Take the lines below between the one holding "Target: sea" and the one holding "pixel 417 78", inclusive, and copy them exactly. Add nothing.

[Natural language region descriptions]
******

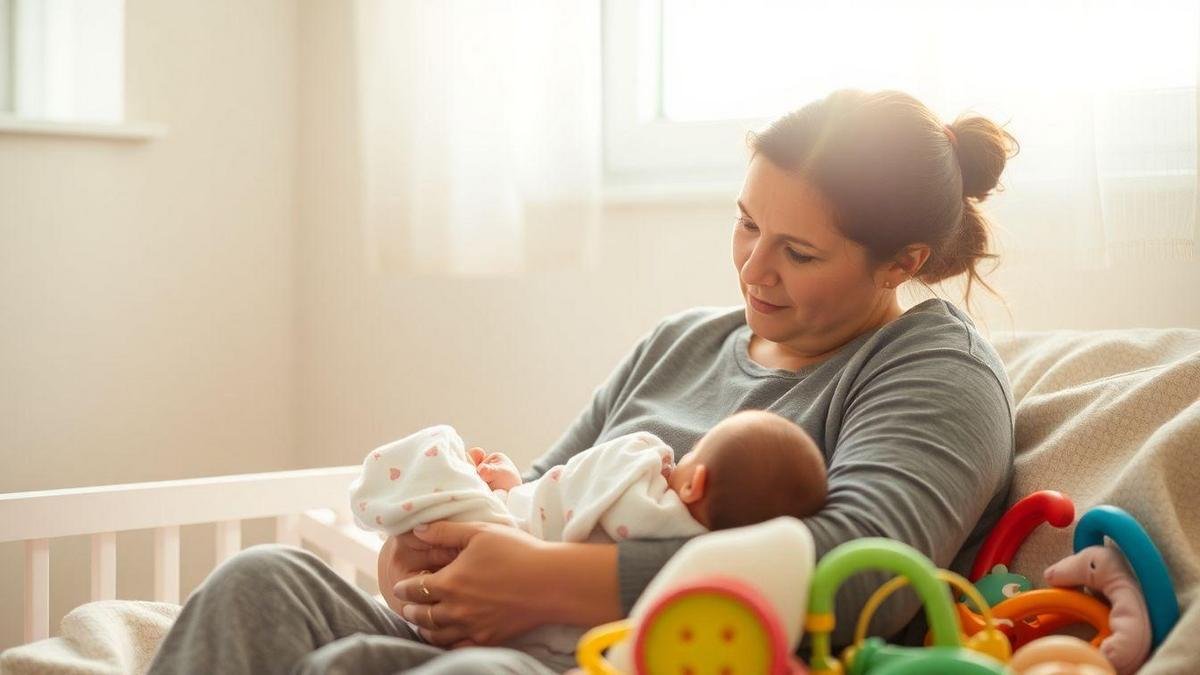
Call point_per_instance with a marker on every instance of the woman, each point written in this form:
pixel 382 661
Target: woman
pixel 844 201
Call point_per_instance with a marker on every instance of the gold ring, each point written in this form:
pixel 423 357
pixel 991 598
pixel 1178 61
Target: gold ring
pixel 425 591
pixel 429 613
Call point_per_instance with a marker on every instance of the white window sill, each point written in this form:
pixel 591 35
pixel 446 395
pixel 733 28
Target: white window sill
pixel 109 131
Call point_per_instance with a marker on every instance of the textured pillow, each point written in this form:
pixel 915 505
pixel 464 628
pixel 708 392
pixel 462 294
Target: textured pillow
pixel 1114 417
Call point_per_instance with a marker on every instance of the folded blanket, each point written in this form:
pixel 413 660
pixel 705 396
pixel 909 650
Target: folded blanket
pixel 1113 417
pixel 99 638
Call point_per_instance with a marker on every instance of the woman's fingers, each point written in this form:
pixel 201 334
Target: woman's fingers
pixel 433 625
pixel 419 587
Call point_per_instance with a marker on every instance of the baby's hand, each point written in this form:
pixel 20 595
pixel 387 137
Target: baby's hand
pixel 498 471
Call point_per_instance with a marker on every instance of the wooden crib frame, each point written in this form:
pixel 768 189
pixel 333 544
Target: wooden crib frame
pixel 309 506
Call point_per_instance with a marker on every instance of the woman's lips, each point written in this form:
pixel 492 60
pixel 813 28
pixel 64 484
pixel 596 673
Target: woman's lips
pixel 765 308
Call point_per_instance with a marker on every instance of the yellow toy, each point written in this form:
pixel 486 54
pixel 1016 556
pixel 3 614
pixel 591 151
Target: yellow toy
pixel 714 610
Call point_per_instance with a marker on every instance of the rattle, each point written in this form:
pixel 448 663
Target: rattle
pixel 874 656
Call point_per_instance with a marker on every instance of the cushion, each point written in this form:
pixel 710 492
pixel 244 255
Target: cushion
pixel 1113 417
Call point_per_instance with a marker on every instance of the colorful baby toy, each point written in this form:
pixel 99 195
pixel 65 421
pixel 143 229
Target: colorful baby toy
pixel 699 620
pixel 947 652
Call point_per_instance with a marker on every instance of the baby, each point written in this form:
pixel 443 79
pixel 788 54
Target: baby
pixel 750 467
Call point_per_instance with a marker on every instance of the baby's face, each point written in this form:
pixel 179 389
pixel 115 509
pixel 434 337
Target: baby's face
pixel 678 476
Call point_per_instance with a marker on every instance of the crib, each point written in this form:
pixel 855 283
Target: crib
pixel 310 508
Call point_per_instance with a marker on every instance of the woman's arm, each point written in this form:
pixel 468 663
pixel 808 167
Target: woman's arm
pixel 504 583
pixel 925 447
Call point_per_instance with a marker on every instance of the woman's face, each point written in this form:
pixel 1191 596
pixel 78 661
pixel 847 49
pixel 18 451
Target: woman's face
pixel 789 254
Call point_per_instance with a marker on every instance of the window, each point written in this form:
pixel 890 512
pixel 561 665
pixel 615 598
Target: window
pixel 63 59
pixel 685 79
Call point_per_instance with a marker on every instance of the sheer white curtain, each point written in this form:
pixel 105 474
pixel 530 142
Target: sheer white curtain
pixel 480 135
pixel 1101 94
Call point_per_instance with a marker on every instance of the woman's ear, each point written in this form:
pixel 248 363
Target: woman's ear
pixel 694 489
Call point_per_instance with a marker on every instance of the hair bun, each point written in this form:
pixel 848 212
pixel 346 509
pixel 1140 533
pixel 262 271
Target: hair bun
pixel 983 149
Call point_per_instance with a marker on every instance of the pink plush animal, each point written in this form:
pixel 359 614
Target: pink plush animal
pixel 1105 571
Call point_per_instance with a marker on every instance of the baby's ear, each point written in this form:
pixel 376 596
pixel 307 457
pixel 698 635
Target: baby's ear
pixel 694 489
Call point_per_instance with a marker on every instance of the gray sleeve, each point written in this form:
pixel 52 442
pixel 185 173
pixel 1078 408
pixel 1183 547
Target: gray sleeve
pixel 924 446
pixel 582 432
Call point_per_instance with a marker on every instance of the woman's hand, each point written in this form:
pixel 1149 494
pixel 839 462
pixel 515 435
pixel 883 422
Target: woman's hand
pixel 504 581
pixel 495 589
pixel 406 556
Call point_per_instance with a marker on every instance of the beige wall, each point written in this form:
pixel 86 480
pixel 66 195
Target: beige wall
pixel 159 324
pixel 147 288
pixel 510 362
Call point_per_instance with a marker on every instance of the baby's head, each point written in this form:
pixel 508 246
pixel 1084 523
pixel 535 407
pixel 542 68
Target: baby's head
pixel 753 466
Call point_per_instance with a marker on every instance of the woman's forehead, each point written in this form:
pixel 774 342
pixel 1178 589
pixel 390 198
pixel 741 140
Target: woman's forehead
pixel 787 204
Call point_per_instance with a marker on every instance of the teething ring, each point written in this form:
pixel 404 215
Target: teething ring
pixel 1008 535
pixel 1051 608
pixel 1144 557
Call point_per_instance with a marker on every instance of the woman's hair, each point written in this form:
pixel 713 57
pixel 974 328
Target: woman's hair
pixel 894 175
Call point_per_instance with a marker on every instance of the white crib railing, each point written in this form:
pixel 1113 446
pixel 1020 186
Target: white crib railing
pixel 309 506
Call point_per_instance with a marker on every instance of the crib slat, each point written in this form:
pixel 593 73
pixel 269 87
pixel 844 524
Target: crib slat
pixel 287 530
pixel 228 539
pixel 37 590
pixel 103 566
pixel 166 563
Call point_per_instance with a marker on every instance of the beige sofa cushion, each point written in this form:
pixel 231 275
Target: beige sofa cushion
pixel 1114 417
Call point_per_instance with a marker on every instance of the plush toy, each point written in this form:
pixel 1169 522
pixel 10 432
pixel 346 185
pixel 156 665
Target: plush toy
pixel 1105 571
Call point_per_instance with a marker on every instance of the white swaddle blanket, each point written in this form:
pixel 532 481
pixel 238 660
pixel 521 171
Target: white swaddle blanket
pixel 616 490
pixel 611 491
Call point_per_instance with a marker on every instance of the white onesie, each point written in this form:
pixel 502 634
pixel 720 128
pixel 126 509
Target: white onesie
pixel 615 490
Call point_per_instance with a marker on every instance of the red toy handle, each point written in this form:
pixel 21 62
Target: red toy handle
pixel 1000 547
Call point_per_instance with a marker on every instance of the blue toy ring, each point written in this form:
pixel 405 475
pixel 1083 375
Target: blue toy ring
pixel 1144 557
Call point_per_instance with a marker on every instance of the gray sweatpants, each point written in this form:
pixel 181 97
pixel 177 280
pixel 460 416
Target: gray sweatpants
pixel 274 608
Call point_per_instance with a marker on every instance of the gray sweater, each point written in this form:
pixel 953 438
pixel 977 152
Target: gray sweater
pixel 915 420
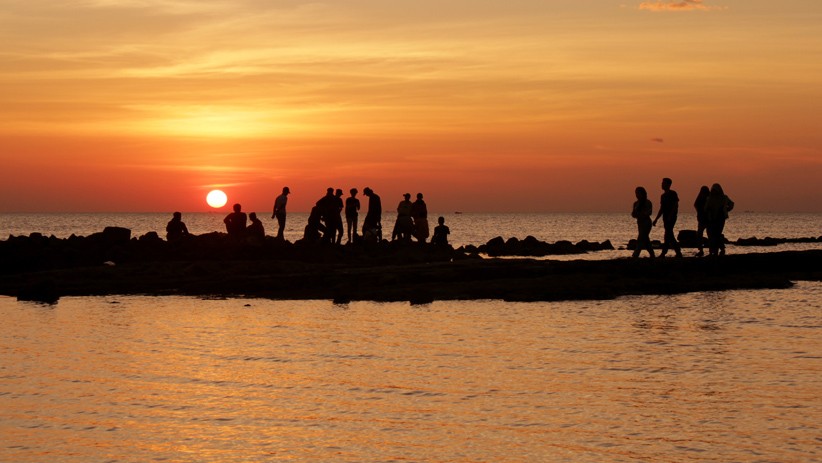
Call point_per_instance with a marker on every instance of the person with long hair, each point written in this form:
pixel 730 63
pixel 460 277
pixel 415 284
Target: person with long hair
pixel 643 208
pixel 716 211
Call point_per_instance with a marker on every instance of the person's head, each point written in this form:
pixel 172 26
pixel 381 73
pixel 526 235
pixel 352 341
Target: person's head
pixel 704 191
pixel 641 194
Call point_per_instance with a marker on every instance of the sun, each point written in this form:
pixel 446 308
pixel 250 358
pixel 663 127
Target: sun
pixel 216 198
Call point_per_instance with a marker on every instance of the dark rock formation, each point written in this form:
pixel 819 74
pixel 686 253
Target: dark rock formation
pixel 45 269
pixel 532 247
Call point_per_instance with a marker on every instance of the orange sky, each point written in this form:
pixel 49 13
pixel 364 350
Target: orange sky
pixel 523 105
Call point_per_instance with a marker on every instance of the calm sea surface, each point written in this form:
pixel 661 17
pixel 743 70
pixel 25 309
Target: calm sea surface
pixel 468 228
pixel 706 377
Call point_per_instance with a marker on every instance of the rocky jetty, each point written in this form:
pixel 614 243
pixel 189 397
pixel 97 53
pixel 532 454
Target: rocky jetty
pixel 44 269
pixel 532 247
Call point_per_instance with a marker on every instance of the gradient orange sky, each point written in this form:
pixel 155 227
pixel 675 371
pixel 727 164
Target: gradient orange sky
pixel 521 105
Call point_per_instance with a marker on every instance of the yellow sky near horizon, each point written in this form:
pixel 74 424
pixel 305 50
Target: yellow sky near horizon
pixel 525 105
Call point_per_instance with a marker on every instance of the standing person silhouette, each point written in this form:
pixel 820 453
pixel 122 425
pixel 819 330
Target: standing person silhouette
pixel 336 216
pixel 419 212
pixel 327 206
pixel 235 223
pixel 643 208
pixel 352 212
pixel 176 228
pixel 668 210
pixel 716 211
pixel 441 233
pixel 404 226
pixel 372 224
pixel 279 211
pixel 701 216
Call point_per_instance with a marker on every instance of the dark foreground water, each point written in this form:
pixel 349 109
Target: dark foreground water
pixel 707 377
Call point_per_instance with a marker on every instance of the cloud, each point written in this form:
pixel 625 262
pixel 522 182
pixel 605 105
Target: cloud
pixel 684 5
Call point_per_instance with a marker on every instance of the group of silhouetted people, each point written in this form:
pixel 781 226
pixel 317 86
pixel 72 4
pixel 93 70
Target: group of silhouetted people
pixel 712 208
pixel 325 223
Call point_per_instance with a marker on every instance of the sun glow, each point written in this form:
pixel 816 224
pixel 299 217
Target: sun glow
pixel 216 198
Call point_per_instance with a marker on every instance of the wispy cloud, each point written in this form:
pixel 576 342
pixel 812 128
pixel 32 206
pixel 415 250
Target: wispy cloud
pixel 684 5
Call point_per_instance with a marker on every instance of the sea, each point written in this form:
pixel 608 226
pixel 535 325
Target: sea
pixel 731 376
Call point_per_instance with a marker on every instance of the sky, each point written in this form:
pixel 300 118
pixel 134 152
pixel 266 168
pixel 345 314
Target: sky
pixel 483 106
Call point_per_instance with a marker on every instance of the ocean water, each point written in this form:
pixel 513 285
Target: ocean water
pixel 730 376
pixel 467 228
pixel 706 377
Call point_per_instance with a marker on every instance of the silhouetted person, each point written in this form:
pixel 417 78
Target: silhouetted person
pixel 372 224
pixel 642 213
pixel 352 212
pixel 176 228
pixel 404 226
pixel 235 222
pixel 441 233
pixel 337 215
pixel 279 211
pixel 668 210
pixel 327 206
pixel 255 231
pixel 701 216
pixel 314 227
pixel 419 212
pixel 716 212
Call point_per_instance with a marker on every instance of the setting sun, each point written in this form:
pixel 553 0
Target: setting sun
pixel 216 198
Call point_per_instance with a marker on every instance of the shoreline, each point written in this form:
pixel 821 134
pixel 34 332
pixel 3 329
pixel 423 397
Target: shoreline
pixel 525 280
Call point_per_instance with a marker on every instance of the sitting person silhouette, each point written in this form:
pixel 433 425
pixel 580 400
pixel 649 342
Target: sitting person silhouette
pixel 235 223
pixel 176 228
pixel 441 233
pixel 643 208
pixel 315 228
pixel 255 231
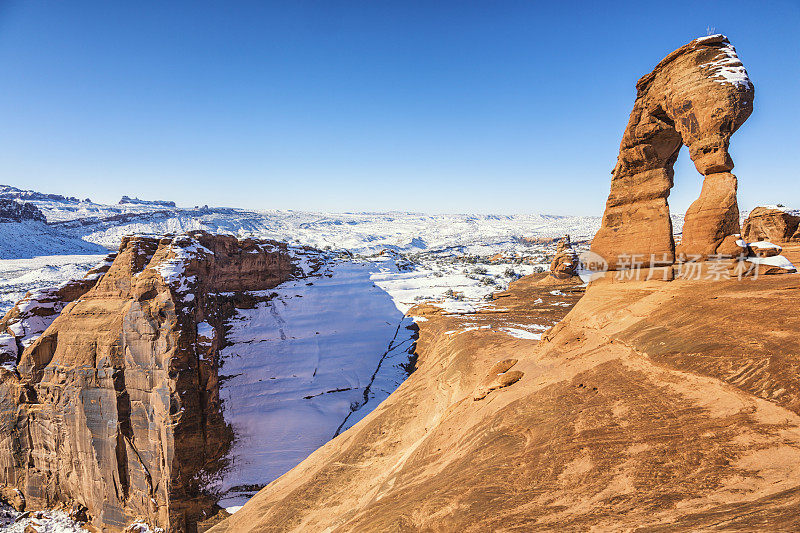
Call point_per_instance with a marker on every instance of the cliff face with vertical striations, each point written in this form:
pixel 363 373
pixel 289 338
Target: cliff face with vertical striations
pixel 697 96
pixel 115 406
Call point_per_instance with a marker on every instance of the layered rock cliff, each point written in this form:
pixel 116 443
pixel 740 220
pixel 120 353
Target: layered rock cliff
pixel 114 407
pixel 697 96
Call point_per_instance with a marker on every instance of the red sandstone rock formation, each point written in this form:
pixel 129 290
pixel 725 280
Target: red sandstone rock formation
pixel 565 263
pixel 770 224
pixel 650 407
pixel 697 96
pixel 115 406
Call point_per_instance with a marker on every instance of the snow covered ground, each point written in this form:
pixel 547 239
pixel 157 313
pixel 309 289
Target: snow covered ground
pixel 317 356
pixel 18 276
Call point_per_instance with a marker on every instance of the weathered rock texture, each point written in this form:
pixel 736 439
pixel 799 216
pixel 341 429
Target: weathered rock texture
pixel 770 224
pixel 651 407
pixel 28 319
pixel 116 405
pixel 697 96
pixel 565 263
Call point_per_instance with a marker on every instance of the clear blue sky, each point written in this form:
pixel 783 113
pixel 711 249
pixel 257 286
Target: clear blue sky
pixel 501 107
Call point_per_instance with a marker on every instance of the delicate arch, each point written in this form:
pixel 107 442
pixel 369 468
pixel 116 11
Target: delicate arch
pixel 697 96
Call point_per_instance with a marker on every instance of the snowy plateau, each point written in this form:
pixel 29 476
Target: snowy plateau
pixel 325 349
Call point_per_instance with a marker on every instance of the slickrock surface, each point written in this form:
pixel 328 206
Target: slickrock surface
pixel 771 224
pixel 652 406
pixel 697 96
pixel 115 407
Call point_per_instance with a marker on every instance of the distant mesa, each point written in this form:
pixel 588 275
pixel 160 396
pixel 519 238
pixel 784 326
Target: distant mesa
pixel 697 96
pixel 136 201
pixel 14 211
pixel 7 192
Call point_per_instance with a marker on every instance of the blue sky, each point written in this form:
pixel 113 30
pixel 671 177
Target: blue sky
pixel 492 107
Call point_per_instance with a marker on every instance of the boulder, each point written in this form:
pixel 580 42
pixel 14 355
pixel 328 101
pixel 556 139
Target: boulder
pixel 697 96
pixel 771 224
pixel 565 263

******

# [Answer for this exercise]
Target: sea
pixel 731 376
Call point_per_instance with a marker on every instance of the sky, each point written in this form:
pixel 300 118
pixel 134 152
pixel 266 168
pixel 345 314
Target: sky
pixel 483 106
Call point_per_instance with a marker on every instance of the ocean water, each point written in this form:
pixel 513 285
Target: ocean water
pixel 730 376
pixel 467 228
pixel 706 377
Call point_per_instance with a marker on every instance of the silhouetted person, each point written in this form:
pixel 417 78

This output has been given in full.